## Exercise aim
Write out every line of the data entries below as a JSON list of strings, one string per line, and omit any blank lines.

Data entries:
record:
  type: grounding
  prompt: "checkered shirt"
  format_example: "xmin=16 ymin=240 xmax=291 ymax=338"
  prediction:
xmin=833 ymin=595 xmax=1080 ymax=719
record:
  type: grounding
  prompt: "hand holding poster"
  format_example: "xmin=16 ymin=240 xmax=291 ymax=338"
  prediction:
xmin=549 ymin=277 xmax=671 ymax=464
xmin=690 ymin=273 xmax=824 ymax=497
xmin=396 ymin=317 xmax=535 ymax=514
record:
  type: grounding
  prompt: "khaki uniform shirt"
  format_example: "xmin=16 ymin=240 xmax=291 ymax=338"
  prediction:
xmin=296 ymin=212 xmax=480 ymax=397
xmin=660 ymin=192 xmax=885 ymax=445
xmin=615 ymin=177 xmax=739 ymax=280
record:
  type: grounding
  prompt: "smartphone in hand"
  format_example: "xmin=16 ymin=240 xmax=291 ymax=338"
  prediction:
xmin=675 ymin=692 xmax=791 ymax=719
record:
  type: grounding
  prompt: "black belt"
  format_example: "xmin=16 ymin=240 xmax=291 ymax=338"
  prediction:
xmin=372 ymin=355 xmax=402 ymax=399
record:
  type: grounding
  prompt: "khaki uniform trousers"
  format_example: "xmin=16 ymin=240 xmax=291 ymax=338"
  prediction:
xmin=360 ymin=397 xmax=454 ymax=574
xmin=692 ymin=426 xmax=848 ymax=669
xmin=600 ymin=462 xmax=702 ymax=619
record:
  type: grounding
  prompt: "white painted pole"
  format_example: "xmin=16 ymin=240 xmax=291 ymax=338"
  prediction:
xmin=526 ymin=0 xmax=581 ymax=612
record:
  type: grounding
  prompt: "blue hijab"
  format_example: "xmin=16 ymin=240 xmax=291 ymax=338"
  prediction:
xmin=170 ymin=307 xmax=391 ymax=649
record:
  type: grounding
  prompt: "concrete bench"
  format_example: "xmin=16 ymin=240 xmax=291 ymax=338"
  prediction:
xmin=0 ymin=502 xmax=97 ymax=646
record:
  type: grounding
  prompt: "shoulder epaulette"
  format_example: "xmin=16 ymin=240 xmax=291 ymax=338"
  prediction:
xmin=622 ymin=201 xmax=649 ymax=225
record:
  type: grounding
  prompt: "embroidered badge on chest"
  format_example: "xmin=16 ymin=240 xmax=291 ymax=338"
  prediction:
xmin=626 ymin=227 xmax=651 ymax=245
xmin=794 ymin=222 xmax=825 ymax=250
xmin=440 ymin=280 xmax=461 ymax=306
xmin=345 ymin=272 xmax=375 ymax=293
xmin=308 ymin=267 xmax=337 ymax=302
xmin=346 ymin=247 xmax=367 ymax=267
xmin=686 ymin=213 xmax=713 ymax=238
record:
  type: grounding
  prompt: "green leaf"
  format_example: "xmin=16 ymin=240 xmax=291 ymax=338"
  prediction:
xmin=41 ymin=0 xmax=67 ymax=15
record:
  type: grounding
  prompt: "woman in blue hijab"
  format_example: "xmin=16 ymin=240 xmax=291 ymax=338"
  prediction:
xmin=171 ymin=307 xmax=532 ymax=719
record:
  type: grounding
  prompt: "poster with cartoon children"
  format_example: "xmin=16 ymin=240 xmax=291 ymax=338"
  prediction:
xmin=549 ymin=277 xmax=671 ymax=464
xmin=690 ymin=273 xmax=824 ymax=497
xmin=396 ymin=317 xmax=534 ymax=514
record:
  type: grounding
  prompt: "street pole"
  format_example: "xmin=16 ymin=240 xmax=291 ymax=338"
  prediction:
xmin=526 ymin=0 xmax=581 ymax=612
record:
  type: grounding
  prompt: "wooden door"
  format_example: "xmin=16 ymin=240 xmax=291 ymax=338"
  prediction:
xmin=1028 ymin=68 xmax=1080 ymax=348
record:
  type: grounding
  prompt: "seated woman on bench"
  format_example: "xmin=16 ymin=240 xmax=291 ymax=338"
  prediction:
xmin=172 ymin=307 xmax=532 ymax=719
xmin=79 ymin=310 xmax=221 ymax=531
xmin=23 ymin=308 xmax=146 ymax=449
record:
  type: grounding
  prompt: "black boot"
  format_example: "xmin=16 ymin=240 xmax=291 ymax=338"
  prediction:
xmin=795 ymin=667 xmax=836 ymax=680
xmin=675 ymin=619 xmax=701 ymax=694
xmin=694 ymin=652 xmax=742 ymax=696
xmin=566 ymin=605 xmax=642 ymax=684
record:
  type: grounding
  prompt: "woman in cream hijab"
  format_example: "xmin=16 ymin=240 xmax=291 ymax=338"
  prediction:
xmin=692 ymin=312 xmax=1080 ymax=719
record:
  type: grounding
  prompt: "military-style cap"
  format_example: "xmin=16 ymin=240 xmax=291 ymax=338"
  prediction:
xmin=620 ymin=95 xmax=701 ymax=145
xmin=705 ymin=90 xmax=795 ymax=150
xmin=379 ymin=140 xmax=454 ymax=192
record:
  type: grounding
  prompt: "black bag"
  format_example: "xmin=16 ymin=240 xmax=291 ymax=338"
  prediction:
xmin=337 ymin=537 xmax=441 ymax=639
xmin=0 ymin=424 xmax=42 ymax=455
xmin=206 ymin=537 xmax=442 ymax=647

## Task response
[
  "record:",
  "  type: grounding",
  "  prompt: \"checkered shirt\"",
  "  format_example: \"xmin=16 ymin=240 xmax=291 ymax=338\"",
  "  prediction:",
  "xmin=833 ymin=595 xmax=1080 ymax=719",
  "record:",
  "  type: grounding",
  "  prompt: \"hand holding poster\"",
  "  format_example: \"xmin=16 ymin=240 xmax=291 ymax=338\"",
  "  prediction:",
  "xmin=549 ymin=277 xmax=671 ymax=464",
  "xmin=690 ymin=273 xmax=824 ymax=497",
  "xmin=396 ymin=317 xmax=535 ymax=514",
  "record:",
  "  type: grounding",
  "  prompt: \"khaki uniform shirt\"",
  "  format_example: \"xmin=16 ymin=240 xmax=291 ymax=338\"",
  "  prediction:",
  "xmin=296 ymin=212 xmax=480 ymax=397",
  "xmin=660 ymin=192 xmax=885 ymax=445",
  "xmin=615 ymin=177 xmax=739 ymax=280",
  "record:",
  "  type: grounding",
  "  prompt: \"smartphone in hand\"",
  "  format_example: \"xmin=16 ymin=240 xmax=291 ymax=338\"",
  "  prediction:",
  "xmin=675 ymin=692 xmax=791 ymax=719",
  "record:",
  "  type: grounding",
  "  prompt: \"black belt\"",
  "  format_example: \"xmin=16 ymin=240 xmax=291 ymax=338\"",
  "  prediction:",
  "xmin=372 ymin=355 xmax=402 ymax=399",
  "record:",
  "  type: grounding",
  "  prompt: \"khaki uniform trousers\"",
  "  format_example: \"xmin=16 ymin=240 xmax=291 ymax=338\"",
  "  prediction:",
  "xmin=360 ymin=397 xmax=454 ymax=574",
  "xmin=692 ymin=426 xmax=848 ymax=669",
  "xmin=600 ymin=462 xmax=702 ymax=619",
  "record:",
  "  type: grounding",
  "  prompt: \"white painted pole\"",
  "  format_example: \"xmin=16 ymin=240 xmax=291 ymax=338\"",
  "  prediction:",
  "xmin=526 ymin=0 xmax=581 ymax=612",
  "record:",
  "  type: grounding",
  "  prompt: \"blue hijab\"",
  "  format_example: \"xmin=16 ymin=240 xmax=291 ymax=338\"",
  "  prediction:",
  "xmin=170 ymin=307 xmax=391 ymax=649",
  "record:",
  "  type: grounding",
  "  prompt: \"concrete bench\"",
  "  format_example: \"xmin=16 ymin=240 xmax=291 ymax=338\"",
  "  prediction:",
  "xmin=0 ymin=502 xmax=97 ymax=646",
  "record:",
  "  type: grounding",
  "  prompt: \"shoulder epaulette\"",
  "  format_example: \"xmin=16 ymin=240 xmax=291 ymax=338\"",
  "  prediction:",
  "xmin=622 ymin=201 xmax=649 ymax=225",
  "record:",
  "  type: grounding",
  "  prompt: \"embroidered badge on chest\"",
  "  format_example: \"xmin=16 ymin=240 xmax=291 ymax=338\"",
  "  prediction:",
  "xmin=626 ymin=227 xmax=651 ymax=245",
  "xmin=794 ymin=222 xmax=825 ymax=250",
  "xmin=440 ymin=280 xmax=461 ymax=306",
  "xmin=345 ymin=272 xmax=375 ymax=293",
  "xmin=308 ymin=267 xmax=337 ymax=302",
  "xmin=346 ymin=247 xmax=367 ymax=267",
  "xmin=686 ymin=213 xmax=713 ymax=238",
  "record:",
  "  type: grounding",
  "  prompt: \"green leaf\"",
  "  format_example: \"xmin=16 ymin=240 xmax=291 ymax=338\"",
  "  prediction:",
  "xmin=41 ymin=0 xmax=67 ymax=15",
  "record:",
  "  type: grounding",
  "  prompt: \"woman in blue hijab\"",
  "  format_example: \"xmin=16 ymin=240 xmax=291 ymax=338\"",
  "  prediction:",
  "xmin=171 ymin=307 xmax=532 ymax=719",
  "record:",
  "  type: grounding",
  "  prompt: \"poster with cartoon children\"",
  "  format_example: \"xmin=16 ymin=240 xmax=291 ymax=338\"",
  "  prediction:",
  "xmin=549 ymin=277 xmax=671 ymax=464",
  "xmin=690 ymin=273 xmax=824 ymax=497",
  "xmin=396 ymin=317 xmax=534 ymax=514",
  "record:",
  "  type: grounding",
  "  prompt: \"street pole\"",
  "  format_example: \"xmin=16 ymin=240 xmax=291 ymax=338\"",
  "  prediction:",
  "xmin=526 ymin=0 xmax=581 ymax=612",
  "record:",
  "  type: grounding",
  "  prompt: \"wooden door\"",
  "  format_example: \"xmin=16 ymin=240 xmax=291 ymax=338\"",
  "  prediction:",
  "xmin=1028 ymin=68 xmax=1080 ymax=348",
  "record:",
  "  type: grounding",
  "  prompt: \"seated woman on bench\"",
  "  format_example: \"xmin=16 ymin=240 xmax=291 ymax=338\"",
  "  prediction:",
  "xmin=172 ymin=307 xmax=532 ymax=719",
  "xmin=79 ymin=310 xmax=221 ymax=531",
  "xmin=23 ymin=308 xmax=146 ymax=449",
  "record:",
  "  type: grounding",
  "  prompt: \"black boot\"",
  "  format_example: \"xmin=16 ymin=240 xmax=291 ymax=338\"",
  "  prediction:",
  "xmin=795 ymin=667 xmax=836 ymax=680",
  "xmin=675 ymin=619 xmax=701 ymax=694",
  "xmin=694 ymin=652 xmax=742 ymax=696",
  "xmin=566 ymin=605 xmax=642 ymax=684",
  "record:",
  "  type: grounding",
  "  prompt: \"woman in cream hijab\"",
  "  format_example: \"xmin=16 ymin=240 xmax=291 ymax=338\"",
  "  prediction:",
  "xmin=692 ymin=312 xmax=1080 ymax=719",
  "record:",
  "  type: grounding",
  "  prompt: \"military-style cap\"",
  "  format_example: \"xmin=16 ymin=240 xmax=291 ymax=338\"",
  "  prediction:",
  "xmin=620 ymin=95 xmax=701 ymax=145",
  "xmin=705 ymin=90 xmax=795 ymax=150",
  "xmin=379 ymin=140 xmax=454 ymax=192",
  "record:",
  "  type: grounding",
  "  prompt: \"black bag\"",
  "  format_example: \"xmin=16 ymin=240 xmax=291 ymax=338\"",
  "  prediction:",
  "xmin=337 ymin=537 xmax=441 ymax=639",
  "xmin=0 ymin=424 xmax=42 ymax=455",
  "xmin=206 ymin=537 xmax=442 ymax=647"
]